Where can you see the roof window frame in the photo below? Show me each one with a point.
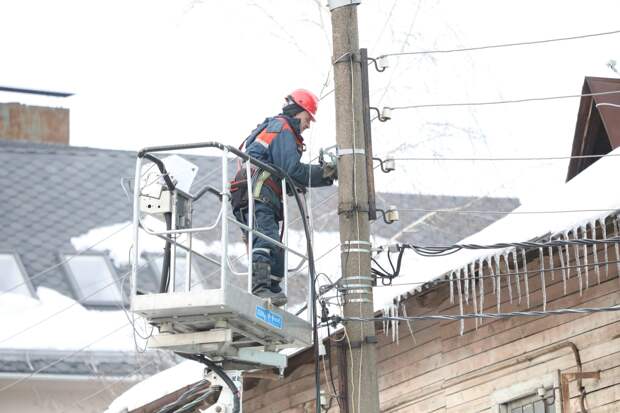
(66, 257)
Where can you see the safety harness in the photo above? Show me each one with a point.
(260, 177)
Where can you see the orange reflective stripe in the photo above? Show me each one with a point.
(266, 137)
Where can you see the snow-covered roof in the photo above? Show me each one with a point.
(589, 195)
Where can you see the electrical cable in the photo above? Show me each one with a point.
(500, 102)
(521, 158)
(457, 317)
(194, 389)
(451, 249)
(221, 373)
(508, 274)
(189, 406)
(482, 212)
(502, 45)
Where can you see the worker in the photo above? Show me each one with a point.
(277, 141)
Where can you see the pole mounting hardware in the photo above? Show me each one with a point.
(390, 215)
(387, 165)
(384, 115)
(334, 4)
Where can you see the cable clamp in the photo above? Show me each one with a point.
(334, 4)
(355, 241)
(357, 300)
(367, 290)
(349, 207)
(367, 340)
(350, 278)
(350, 151)
(349, 250)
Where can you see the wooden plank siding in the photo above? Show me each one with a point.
(439, 370)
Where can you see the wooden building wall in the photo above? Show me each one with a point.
(439, 370)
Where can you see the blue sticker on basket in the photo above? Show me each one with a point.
(269, 317)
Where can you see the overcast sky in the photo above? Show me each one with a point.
(159, 72)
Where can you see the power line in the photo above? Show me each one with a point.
(499, 102)
(66, 260)
(65, 308)
(115, 382)
(457, 317)
(523, 158)
(450, 211)
(505, 274)
(429, 251)
(501, 45)
(60, 360)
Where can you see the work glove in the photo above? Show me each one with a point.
(330, 170)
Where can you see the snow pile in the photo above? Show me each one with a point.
(56, 322)
(587, 194)
(159, 385)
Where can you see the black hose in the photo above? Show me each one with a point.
(218, 370)
(280, 174)
(165, 267)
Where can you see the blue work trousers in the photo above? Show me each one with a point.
(266, 221)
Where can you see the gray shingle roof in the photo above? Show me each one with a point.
(54, 192)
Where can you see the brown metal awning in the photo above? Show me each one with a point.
(597, 131)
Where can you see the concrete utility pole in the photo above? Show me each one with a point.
(362, 387)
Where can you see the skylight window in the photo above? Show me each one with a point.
(180, 273)
(93, 279)
(13, 278)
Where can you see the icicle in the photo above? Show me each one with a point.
(551, 266)
(563, 265)
(606, 246)
(395, 323)
(386, 325)
(526, 277)
(492, 274)
(584, 233)
(466, 283)
(578, 264)
(541, 258)
(498, 282)
(616, 247)
(567, 248)
(504, 257)
(481, 269)
(515, 261)
(452, 287)
(597, 270)
(409, 323)
(472, 271)
(460, 293)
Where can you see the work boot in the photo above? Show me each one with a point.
(261, 283)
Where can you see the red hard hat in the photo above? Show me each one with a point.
(306, 100)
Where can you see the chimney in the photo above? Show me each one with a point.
(34, 123)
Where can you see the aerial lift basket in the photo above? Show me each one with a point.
(227, 324)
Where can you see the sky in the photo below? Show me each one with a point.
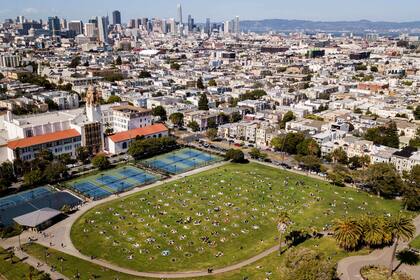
(218, 10)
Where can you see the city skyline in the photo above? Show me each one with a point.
(218, 10)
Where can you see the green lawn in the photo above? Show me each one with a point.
(215, 218)
(14, 269)
(269, 267)
(416, 243)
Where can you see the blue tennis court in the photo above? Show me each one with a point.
(181, 161)
(91, 190)
(22, 203)
(23, 197)
(112, 181)
(137, 174)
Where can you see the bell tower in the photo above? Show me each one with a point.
(93, 108)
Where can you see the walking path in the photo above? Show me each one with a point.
(349, 268)
(38, 265)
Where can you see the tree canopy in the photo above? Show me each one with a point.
(143, 148)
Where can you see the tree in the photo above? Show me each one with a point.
(113, 99)
(203, 102)
(339, 175)
(288, 143)
(310, 162)
(256, 153)
(283, 221)
(289, 116)
(194, 126)
(411, 190)
(374, 232)
(235, 155)
(383, 179)
(33, 178)
(101, 162)
(212, 83)
(356, 162)
(177, 119)
(118, 61)
(150, 147)
(160, 112)
(339, 155)
(347, 233)
(200, 84)
(304, 263)
(308, 147)
(400, 228)
(211, 133)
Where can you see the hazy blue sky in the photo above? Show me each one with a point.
(390, 10)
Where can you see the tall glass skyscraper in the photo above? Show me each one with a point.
(179, 8)
(116, 17)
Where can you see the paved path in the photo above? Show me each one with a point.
(349, 268)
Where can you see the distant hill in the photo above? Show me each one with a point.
(331, 26)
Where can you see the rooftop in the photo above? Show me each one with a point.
(36, 218)
(143, 131)
(42, 139)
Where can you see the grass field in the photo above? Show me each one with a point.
(267, 268)
(14, 269)
(215, 218)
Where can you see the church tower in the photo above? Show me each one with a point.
(93, 108)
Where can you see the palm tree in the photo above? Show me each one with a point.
(401, 228)
(347, 233)
(373, 230)
(282, 223)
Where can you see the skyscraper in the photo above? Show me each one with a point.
(116, 17)
(76, 26)
(90, 30)
(207, 28)
(190, 23)
(179, 8)
(54, 25)
(237, 26)
(103, 29)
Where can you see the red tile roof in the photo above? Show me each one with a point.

-- What to work on --
Please reproduce the listing word for word, but only from the line that contains "Where can you see the skyscraper" to its last line, inclusive.

-- Solved problem --
Where can you see the skyscraper in the photo above? Show me each one with a point.
(116, 17)
(76, 26)
(90, 30)
(207, 28)
(190, 23)
(179, 8)
(54, 25)
(237, 26)
(103, 29)
Where can you see the red tile roof in the photo above? Show me each one with a point.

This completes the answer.